De son côté, Eddie Komboïgo, le président du Congrès pour la démocratie et le progrès (CDP), estime qu’en confinant les grandes agglomérations (dont Ouaga et Bobo), principaux centres de consommation, et en coupant la chaîne d’approvisionnement des opérateurs économiques dans les régions on a asphyxié les économies locales. « C’est un échec et une faillite de l’exécutif, qui doit en tirer les conséquences. Le gouvernement a agi dans la précipitation en prenant des mesures drastiques, comme la fermeture des marchés et des yaar, alors que notre économie est alimentée à plus de 80 % par le secteur informel », dénonce Eddie Komboïgo.
Fonds de relance
Alors que les indicateurs macroéconomiques du Burkina étaient au vert et que le pays affichait depuis 2016 un rythme de croissance soutenu, avec une hausse moyenne du PIB de 6 % par an, les prévisions et les plans établis pour les mois – voire les années – à venir sont entièrement bouleversés. Comme pour tous les pays du monde… Selon les prévisions du ministère de l’Économie, le Covid-19 devrait coûter quatre points de croissance au Faso pour l’année 2020.
« Les conséquences attendues de cette pandémie sur notre économie sont la réduction du taux de croissance de 6 % à 2 % en 2020, la baisse estimée à 306 milliards de F CFA des recettes publiques, soit un déficit budgétaire de 5 %, et le ralentissement général des activités économiques, tous secteurs confondus, avec pour conséquence des tensions de trésorerie de l’État », a déclaré, le 2 avril, le président Roch Marc Christian Kaboré. Ce dernier a annoncé l’activation d’un fonds de relance pour les entreprises en difficulté doté d’une enveloppe de 100 milliards de F CFA, mais qui n’est pas encore opérationnel.

CONSIGNE: Pour chacune des affirmations suivantes, dites si elle concorde avec le texte fourni en répondant par oui ou par non, puis citez à l'identique les mots du texte qui permettent de trancher. (a) Eddie Komboïgo est le président du Congrès pour la démocratie et le progrès. (b) Le fonds de relance annoncé par le président Kaboré est déjà opérationnel. (c) Le ministère de l'Économie prévoit que le Covid-19 coûtera deux points de croissance au Faso en 2020. Les enregistrements constituent un matériau distinct du texte fourni.

ENTRÉES FOURNIES:
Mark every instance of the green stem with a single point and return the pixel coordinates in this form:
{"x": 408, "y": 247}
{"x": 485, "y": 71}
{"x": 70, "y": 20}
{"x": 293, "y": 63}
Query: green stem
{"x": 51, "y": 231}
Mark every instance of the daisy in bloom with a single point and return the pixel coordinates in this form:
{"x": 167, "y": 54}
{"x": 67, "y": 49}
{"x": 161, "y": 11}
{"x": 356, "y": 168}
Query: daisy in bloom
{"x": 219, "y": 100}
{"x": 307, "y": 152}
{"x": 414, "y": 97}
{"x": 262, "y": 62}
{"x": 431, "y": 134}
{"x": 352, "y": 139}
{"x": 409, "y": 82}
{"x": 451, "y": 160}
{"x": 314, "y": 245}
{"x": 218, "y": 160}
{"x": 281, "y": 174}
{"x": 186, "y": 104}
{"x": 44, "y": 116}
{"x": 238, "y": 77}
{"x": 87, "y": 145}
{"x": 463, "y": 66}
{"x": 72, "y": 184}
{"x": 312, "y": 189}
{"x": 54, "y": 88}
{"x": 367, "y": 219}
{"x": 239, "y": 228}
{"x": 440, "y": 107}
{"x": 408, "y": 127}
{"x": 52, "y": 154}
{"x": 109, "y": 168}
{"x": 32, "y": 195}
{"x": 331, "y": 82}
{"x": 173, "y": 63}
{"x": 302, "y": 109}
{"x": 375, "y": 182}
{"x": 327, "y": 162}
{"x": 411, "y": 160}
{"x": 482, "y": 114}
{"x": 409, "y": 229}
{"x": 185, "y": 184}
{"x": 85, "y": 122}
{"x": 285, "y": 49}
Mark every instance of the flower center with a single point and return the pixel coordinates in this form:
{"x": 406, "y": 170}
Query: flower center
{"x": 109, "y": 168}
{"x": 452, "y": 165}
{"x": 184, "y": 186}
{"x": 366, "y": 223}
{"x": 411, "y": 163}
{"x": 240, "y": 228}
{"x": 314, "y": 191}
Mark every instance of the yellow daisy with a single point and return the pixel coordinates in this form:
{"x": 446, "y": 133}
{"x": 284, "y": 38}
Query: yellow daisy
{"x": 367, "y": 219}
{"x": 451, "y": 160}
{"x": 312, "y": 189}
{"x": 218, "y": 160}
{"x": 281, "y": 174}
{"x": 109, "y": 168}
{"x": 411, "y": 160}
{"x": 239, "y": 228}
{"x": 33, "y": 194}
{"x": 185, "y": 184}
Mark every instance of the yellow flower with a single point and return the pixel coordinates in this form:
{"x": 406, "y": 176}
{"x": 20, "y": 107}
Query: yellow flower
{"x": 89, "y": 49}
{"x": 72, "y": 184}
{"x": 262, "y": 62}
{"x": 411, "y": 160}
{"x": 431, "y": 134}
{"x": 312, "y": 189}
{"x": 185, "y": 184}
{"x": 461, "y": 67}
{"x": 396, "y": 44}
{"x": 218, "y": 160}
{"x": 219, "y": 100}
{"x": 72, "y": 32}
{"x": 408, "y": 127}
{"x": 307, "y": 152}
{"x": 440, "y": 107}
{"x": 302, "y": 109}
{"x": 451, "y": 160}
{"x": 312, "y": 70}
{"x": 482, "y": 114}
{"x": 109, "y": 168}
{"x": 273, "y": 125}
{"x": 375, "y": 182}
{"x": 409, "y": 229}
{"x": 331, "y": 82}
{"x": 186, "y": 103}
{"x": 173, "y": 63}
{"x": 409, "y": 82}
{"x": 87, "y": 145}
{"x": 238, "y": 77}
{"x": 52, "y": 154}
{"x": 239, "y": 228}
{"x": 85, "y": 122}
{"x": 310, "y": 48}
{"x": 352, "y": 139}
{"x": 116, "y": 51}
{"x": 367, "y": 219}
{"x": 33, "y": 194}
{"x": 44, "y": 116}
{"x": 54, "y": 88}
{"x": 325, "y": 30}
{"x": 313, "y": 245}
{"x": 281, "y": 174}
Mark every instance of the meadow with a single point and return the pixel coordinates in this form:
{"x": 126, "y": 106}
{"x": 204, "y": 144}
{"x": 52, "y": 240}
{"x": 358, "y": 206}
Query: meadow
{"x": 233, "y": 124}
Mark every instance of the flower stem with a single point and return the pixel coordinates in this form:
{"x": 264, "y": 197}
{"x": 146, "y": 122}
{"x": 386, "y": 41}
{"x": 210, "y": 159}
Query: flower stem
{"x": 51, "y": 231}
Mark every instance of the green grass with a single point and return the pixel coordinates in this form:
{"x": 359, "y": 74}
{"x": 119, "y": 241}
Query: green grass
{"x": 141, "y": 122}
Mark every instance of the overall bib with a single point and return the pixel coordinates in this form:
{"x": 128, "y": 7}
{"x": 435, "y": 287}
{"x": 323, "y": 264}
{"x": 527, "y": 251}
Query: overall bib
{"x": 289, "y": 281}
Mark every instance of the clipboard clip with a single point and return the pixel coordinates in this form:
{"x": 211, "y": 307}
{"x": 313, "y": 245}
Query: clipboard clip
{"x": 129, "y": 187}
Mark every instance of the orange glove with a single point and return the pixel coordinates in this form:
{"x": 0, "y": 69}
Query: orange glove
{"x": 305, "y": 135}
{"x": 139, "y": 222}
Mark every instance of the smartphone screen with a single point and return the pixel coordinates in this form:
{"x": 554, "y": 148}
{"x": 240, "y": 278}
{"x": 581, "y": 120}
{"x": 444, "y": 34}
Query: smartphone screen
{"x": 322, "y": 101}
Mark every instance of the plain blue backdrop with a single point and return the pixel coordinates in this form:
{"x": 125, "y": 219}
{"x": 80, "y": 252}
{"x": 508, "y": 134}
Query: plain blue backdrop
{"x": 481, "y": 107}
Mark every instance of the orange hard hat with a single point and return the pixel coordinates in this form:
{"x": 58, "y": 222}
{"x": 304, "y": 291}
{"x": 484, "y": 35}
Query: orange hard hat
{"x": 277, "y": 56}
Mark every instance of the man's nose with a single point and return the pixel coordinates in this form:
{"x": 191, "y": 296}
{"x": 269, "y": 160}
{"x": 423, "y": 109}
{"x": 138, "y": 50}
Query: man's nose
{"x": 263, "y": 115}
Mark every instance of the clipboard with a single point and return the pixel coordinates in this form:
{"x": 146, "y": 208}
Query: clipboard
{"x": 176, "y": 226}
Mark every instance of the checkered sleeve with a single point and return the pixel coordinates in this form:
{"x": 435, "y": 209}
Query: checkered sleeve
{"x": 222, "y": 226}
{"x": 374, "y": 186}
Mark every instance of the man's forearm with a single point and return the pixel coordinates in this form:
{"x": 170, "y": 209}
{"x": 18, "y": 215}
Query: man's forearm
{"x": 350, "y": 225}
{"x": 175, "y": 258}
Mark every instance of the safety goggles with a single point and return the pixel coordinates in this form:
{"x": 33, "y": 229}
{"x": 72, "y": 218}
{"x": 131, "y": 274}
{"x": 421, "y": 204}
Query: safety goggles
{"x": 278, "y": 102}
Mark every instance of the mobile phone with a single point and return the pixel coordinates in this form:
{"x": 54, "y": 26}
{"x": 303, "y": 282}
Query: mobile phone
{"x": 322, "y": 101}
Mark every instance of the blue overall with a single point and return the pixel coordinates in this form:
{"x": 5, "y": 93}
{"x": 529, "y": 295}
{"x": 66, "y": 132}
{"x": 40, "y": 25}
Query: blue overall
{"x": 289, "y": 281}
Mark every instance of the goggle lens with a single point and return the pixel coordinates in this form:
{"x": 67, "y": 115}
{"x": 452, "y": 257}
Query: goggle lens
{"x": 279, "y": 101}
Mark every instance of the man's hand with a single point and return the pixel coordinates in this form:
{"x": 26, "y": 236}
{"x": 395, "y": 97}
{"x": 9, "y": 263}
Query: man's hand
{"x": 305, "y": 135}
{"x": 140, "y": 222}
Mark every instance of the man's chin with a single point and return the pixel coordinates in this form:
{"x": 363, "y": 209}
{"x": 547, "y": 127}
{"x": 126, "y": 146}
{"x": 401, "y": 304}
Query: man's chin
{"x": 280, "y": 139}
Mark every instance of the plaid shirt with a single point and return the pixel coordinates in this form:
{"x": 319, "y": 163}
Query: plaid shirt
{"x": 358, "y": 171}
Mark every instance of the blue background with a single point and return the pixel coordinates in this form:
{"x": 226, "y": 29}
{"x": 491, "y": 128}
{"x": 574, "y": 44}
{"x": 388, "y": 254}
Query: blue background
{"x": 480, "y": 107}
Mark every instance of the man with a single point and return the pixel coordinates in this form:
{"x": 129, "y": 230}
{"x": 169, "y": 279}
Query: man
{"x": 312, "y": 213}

RÉPONSE:
(a) Oui : « Eddie Komboïgo, le président du Congrès pour la démocratie et le progrès (CDP) ».
(b) Non : « mais qui n’est pas encore opérationnel ».
(c) Non : « le Covid-19 devrait coûter quatre points de croissance au Faso pour l’année 2020 ».